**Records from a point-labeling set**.
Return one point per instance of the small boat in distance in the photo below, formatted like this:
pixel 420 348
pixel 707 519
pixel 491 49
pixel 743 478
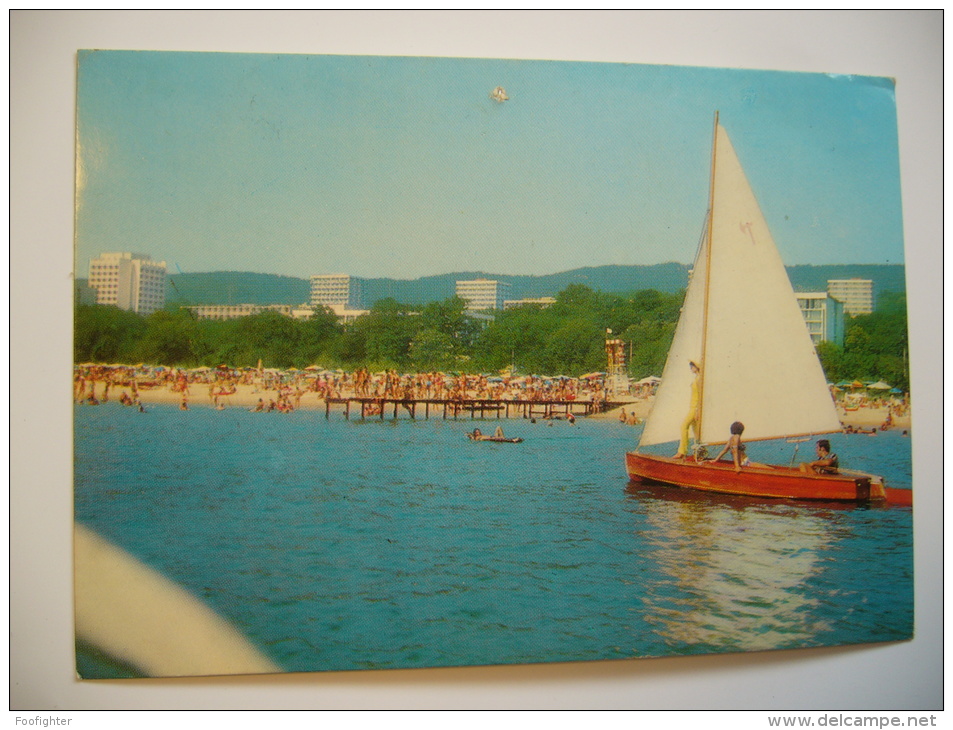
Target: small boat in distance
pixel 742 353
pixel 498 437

**REQUIREMENTS**.
In the listing above, swap every instance of "small boat in distance" for "distant small boat" and reproduce all of its lines with nothing else altered. Omit the pictures from your answer.

**ANSWER TO THIS TASK**.
Return one point per instance of the distant small boat in the photo below, formatted like this:
pixel 420 348
pixel 707 519
pixel 491 49
pixel 743 478
Target: distant small boat
pixel 742 353
pixel 498 437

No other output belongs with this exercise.